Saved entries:
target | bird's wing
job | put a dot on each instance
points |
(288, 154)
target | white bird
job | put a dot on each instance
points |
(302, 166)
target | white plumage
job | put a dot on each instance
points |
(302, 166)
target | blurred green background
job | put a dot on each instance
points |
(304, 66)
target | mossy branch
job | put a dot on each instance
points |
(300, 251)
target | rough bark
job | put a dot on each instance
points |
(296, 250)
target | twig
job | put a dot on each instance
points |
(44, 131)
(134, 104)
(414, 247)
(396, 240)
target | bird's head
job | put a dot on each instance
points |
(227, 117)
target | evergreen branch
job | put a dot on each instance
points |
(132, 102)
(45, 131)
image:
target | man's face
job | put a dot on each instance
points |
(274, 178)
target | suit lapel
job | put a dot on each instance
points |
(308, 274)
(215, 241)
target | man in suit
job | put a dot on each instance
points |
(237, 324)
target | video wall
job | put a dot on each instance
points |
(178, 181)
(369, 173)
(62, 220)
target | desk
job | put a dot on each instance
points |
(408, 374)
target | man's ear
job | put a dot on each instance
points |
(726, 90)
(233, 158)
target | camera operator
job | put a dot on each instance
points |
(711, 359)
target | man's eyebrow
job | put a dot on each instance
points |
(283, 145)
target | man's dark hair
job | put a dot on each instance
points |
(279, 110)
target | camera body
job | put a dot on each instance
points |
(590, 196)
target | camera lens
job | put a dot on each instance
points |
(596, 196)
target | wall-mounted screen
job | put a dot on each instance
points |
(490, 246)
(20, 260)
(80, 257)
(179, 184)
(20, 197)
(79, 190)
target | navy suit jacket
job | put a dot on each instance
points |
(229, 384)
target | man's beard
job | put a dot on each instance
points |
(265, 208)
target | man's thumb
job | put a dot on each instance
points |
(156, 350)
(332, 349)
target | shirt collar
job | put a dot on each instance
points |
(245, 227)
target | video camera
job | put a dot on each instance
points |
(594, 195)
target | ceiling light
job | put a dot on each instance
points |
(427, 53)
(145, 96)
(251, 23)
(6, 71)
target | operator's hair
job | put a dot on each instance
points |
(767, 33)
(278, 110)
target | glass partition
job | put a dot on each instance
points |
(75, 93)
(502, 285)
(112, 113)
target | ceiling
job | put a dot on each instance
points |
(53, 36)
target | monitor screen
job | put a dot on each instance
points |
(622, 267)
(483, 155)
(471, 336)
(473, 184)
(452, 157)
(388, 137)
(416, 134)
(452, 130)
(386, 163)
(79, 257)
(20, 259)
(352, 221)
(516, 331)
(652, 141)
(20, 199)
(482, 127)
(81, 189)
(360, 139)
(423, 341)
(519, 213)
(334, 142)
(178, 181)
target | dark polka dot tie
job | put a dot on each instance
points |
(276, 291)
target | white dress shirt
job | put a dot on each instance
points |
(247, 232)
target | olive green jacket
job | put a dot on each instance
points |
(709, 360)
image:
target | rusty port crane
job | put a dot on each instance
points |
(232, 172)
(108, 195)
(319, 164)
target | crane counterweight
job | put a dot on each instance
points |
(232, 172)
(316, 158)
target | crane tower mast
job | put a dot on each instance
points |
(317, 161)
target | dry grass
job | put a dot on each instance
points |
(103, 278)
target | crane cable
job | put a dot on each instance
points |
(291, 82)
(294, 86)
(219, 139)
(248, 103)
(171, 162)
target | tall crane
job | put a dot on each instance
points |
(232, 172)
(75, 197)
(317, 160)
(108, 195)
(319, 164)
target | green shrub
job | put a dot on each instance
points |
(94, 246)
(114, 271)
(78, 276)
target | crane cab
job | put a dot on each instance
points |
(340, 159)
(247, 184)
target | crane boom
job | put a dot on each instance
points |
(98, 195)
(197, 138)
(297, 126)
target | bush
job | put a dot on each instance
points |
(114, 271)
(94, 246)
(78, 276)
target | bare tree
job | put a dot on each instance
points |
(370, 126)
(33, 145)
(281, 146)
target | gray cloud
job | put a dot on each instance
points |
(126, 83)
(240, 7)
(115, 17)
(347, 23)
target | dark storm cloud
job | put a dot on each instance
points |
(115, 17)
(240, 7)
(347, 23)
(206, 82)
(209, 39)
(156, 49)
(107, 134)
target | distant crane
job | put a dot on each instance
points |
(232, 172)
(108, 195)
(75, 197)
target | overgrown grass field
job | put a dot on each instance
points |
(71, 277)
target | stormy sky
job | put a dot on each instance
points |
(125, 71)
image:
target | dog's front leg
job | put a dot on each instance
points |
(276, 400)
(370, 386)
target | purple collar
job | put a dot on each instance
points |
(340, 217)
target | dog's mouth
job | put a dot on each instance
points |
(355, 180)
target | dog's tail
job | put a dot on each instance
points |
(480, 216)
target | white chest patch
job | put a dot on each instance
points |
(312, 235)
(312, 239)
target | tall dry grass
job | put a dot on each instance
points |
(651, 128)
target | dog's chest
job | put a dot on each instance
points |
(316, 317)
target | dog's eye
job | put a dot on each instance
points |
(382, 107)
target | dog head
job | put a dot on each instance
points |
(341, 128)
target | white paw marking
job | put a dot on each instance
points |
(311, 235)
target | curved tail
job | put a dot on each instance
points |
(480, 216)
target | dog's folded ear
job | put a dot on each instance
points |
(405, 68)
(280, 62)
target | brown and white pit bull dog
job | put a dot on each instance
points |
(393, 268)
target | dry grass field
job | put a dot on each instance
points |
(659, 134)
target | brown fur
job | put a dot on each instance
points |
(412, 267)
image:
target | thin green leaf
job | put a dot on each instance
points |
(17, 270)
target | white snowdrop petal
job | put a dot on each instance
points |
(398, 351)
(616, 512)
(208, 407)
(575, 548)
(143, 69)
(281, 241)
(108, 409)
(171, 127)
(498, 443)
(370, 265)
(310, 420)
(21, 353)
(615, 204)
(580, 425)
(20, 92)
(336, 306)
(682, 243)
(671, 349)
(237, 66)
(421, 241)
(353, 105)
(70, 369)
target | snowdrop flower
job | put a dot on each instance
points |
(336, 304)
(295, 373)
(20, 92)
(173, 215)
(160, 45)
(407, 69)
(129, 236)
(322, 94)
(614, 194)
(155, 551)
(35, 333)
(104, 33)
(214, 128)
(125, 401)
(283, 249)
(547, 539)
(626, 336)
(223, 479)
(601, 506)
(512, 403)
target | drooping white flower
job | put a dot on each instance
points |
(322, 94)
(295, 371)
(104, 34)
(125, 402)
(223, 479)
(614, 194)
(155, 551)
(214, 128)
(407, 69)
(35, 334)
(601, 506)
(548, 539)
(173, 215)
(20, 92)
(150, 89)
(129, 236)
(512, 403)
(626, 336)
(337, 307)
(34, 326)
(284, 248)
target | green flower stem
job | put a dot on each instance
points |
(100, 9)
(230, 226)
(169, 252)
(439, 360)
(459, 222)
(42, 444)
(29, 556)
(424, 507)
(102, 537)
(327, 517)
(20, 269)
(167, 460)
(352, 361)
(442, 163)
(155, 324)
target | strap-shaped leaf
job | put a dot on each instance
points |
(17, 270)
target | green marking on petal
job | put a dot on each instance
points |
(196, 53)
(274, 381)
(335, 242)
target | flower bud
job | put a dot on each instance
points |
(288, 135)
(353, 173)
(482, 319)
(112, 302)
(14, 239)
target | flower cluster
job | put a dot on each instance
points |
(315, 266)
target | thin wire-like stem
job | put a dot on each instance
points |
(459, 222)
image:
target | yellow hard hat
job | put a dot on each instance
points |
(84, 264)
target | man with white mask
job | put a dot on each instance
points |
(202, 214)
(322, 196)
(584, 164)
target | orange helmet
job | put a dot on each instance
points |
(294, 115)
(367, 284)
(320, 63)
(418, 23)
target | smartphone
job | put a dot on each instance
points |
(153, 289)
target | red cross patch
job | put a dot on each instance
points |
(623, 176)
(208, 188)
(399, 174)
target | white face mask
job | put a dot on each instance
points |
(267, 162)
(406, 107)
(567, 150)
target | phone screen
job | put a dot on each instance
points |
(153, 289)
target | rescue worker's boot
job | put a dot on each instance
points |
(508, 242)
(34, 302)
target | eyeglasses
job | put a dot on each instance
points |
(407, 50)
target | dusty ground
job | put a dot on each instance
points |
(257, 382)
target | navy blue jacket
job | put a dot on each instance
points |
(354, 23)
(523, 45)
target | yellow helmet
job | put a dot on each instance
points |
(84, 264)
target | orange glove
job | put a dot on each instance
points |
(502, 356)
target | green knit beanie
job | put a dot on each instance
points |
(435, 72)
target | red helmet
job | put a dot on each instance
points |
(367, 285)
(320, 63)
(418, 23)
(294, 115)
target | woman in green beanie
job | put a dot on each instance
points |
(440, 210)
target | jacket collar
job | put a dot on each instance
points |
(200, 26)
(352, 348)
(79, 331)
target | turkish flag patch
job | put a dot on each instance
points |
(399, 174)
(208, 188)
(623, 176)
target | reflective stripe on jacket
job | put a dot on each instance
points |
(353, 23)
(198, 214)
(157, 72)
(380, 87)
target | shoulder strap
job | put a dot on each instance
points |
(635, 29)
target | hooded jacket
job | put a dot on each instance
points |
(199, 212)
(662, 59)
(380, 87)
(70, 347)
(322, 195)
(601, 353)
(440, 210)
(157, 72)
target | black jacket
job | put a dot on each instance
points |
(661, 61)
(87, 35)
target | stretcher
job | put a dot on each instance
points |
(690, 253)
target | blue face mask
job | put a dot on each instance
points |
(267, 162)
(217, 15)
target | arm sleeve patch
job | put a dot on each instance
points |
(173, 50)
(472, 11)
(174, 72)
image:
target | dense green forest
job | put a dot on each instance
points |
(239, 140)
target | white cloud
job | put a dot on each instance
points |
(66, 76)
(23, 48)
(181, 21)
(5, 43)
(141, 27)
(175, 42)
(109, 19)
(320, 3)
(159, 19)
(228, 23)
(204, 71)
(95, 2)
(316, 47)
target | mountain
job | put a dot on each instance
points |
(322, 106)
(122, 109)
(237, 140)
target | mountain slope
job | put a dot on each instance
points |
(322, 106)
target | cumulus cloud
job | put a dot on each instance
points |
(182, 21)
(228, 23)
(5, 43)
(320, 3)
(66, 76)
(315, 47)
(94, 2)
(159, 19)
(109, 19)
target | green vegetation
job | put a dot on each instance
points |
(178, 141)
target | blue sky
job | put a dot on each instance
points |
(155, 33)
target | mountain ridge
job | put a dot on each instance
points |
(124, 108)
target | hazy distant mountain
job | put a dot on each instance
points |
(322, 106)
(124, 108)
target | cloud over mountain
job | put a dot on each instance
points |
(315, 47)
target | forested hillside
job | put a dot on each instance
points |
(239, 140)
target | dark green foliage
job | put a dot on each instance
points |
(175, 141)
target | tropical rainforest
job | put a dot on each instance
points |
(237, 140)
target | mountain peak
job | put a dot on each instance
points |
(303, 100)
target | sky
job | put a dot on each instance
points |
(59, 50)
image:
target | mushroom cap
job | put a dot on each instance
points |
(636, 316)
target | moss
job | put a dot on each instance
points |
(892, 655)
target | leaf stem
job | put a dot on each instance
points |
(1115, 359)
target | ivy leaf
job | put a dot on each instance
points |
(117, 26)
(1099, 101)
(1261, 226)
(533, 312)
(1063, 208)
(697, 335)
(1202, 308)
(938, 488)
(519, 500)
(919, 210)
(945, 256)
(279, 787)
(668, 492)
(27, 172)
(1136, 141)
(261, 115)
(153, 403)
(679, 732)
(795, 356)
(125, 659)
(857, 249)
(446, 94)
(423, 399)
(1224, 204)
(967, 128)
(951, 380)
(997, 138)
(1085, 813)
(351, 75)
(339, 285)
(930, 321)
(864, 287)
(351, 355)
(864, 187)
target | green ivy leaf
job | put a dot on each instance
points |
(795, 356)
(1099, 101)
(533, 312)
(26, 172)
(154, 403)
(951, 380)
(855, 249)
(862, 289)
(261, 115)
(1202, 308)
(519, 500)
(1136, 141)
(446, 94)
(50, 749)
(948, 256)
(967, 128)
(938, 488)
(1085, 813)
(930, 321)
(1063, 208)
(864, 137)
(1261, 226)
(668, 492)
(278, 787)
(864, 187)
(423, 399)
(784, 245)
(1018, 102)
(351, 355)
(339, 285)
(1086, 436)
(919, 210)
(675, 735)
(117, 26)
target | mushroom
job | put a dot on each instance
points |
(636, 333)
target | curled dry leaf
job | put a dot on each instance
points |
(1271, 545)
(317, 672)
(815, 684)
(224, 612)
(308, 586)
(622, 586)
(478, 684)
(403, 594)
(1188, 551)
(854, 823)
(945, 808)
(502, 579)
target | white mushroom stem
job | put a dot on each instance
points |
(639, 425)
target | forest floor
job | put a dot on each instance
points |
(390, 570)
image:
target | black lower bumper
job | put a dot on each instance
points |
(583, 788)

§ YOUR INSTRUCTIONS
The answer consists only of the lines from the one containing "target | green ivy leaf" to the end of the records, each written out exactly.

§ RESPONSE
target | green ivy leaf
job | put a dot on each instance
points |
(795, 356)
(1099, 101)
(533, 312)
(26, 172)
(154, 403)
(951, 380)
(855, 249)
(862, 289)
(261, 115)
(1202, 308)
(519, 500)
(1136, 141)
(446, 94)
(50, 749)
(948, 256)
(967, 128)
(938, 488)
(1085, 813)
(930, 321)
(1063, 208)
(864, 137)
(1261, 226)
(668, 492)
(278, 787)
(864, 187)
(423, 399)
(784, 245)
(1018, 102)
(351, 355)
(339, 285)
(1086, 436)
(919, 210)
(675, 735)
(117, 26)
target | mushroom
job | put a dot on each instance
points |
(636, 333)
target | curled dry leaf
job | put a dot on each instance
points |
(1271, 545)
(317, 672)
(815, 684)
(224, 612)
(308, 586)
(622, 586)
(478, 684)
(403, 594)
(1188, 551)
(854, 823)
(945, 808)
(502, 579)
target | white mushroom stem
job | put a dot on each instance
points |
(639, 425)
target | forest floor
job | put a dot on each instance
points |
(390, 570)
image:
target | black lower bumper
job | put a dot on each instance
points |
(583, 788)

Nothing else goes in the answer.